• **WHAT TO WORK ON**
Reproduce the listing below exactly. Pictures do not belong in the copy.
---
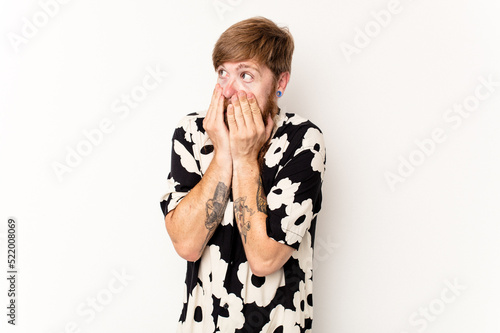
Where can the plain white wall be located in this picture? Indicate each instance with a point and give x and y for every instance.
(387, 257)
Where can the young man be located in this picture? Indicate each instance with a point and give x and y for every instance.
(244, 191)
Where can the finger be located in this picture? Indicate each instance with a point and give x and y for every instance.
(231, 120)
(238, 115)
(269, 126)
(219, 110)
(255, 110)
(210, 113)
(245, 108)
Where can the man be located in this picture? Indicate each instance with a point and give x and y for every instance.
(244, 191)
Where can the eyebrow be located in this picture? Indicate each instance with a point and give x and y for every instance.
(242, 65)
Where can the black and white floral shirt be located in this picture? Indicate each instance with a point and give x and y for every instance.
(221, 293)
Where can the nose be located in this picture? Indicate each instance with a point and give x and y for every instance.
(230, 88)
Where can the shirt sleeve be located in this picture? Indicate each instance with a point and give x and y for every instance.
(184, 170)
(295, 196)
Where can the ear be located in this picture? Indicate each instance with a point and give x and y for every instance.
(283, 81)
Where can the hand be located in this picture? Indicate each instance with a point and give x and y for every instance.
(216, 128)
(247, 132)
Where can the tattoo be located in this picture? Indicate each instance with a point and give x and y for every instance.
(239, 214)
(215, 209)
(261, 198)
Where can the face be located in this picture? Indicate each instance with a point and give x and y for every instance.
(249, 76)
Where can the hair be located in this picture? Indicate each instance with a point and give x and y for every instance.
(258, 39)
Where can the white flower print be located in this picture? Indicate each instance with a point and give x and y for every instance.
(199, 313)
(260, 290)
(305, 255)
(187, 160)
(296, 119)
(302, 300)
(314, 140)
(298, 220)
(285, 318)
(282, 193)
(276, 149)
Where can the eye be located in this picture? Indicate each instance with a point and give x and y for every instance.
(222, 73)
(246, 77)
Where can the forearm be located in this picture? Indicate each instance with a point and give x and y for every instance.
(264, 254)
(191, 224)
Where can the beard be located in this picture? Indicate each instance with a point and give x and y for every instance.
(270, 108)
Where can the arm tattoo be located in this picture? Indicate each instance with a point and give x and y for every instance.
(215, 209)
(261, 198)
(239, 214)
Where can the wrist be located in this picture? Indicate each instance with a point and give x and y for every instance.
(246, 167)
(222, 160)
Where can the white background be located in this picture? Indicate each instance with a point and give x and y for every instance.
(385, 254)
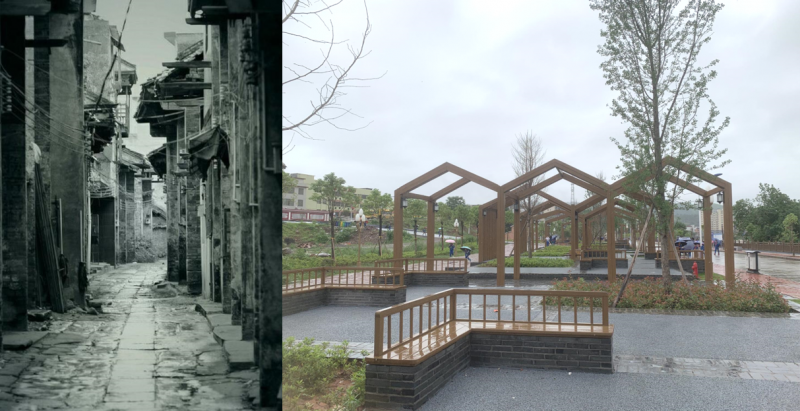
---
• **WRITTEN ANSWER**
Where can the plain white wall be located in this picture? Indicate each instance with a point and give x and y for every instance.
(387, 257)
Where can the young man be located in this picture? Indicate each instance with a point and give x and y for every instance.
(244, 191)
Where can the finger be located in this picture? Indicate each instance with a point and give x and y for every instance.
(231, 120)
(238, 115)
(269, 126)
(219, 110)
(255, 110)
(210, 113)
(245, 108)
Where can the man be located in this picture? Indicate each instance with a point and give x and y for every instance.
(244, 191)
Where can the eyebrow be located in this picture? Indicate each instance with a point and give x and y for every instance.
(242, 65)
Where can the black and white floral shirt be located in this picture? Indicate each instance with a point and give x and y for every instance.
(221, 293)
Where can the nose be located in this picture? Indicate each instance with a point and give x and y for every instance.
(230, 88)
Where can the shirt sleeve be located in this picture? Indicate each instance with a point and give x and y for every instance.
(184, 170)
(295, 196)
Where can the ear be located in this picture? Indicate each instance with a point and give x and y for every instance.
(283, 81)
Where can the hand be located in this picture? Indicate each instance with a point and give x and y for every instance.
(216, 128)
(247, 132)
Where can the tattoo be located in this picture? Indicate each instance with a point and give x and y for every instance.
(239, 214)
(215, 209)
(261, 198)
Where can the face be located in this picture? Indicate each instance with a point and give x and y for every instance.
(249, 76)
Where can the hair be located in this picture? Indicate each instance with a point and give x and y for every instance.
(258, 39)
Where can the white flower print be located in this picture? Indicate each instance with a point and give x and y for every instance.
(199, 313)
(260, 290)
(305, 255)
(187, 160)
(296, 119)
(302, 300)
(314, 140)
(298, 220)
(285, 318)
(282, 193)
(276, 149)
Where can the eye be located in this picture? Indicate each instance with a point and give x and y for every instance.
(222, 73)
(246, 77)
Where can the forearm be located in this picture? Indicate each instance with a point and give x and y for every instance.
(264, 254)
(191, 224)
Where can the beard be located in this picture? Indicate each instance with a point and give x and y for every instance.
(270, 108)
Where can the arm tattoo be located in this picture? Indicate each instance with a point and give x and y for every instance.
(215, 209)
(261, 198)
(239, 214)
Where can the wrist be located in this picture? Indicate each instance with a point and give x and y for every instance.
(246, 167)
(222, 160)
Where can the white background be located in this picture? Indicate each instance with a point and give x and y for every instance.
(385, 254)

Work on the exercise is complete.